▸ **WORK TO COMPLETE**: Reproduce without alteration everything from the start of the entries down to and including the line that contains "output: a single".

## Begin DATASET RECORDS

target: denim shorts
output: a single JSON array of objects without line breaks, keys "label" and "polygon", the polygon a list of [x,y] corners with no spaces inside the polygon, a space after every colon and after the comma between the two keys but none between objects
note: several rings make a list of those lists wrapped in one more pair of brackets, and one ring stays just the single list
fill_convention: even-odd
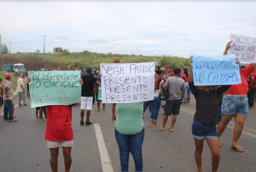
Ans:
[{"label": "denim shorts", "polygon": [[193,121],[192,134],[197,139],[218,139],[216,125],[208,125],[202,122]]},{"label": "denim shorts", "polygon": [[245,116],[248,115],[248,98],[223,95],[221,105],[222,113],[235,114],[238,113]]}]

## End DATASET RECORDS

▸ **RESULT FOR THIS EXERCISE**:
target: denim shorts
output: a single JSON array of objects without line breaks, keys "label" and "polygon", the polygon a list of [x,y] corners with no spaces inside the polygon, a space after every colon and after the comma between the two keys but none between objects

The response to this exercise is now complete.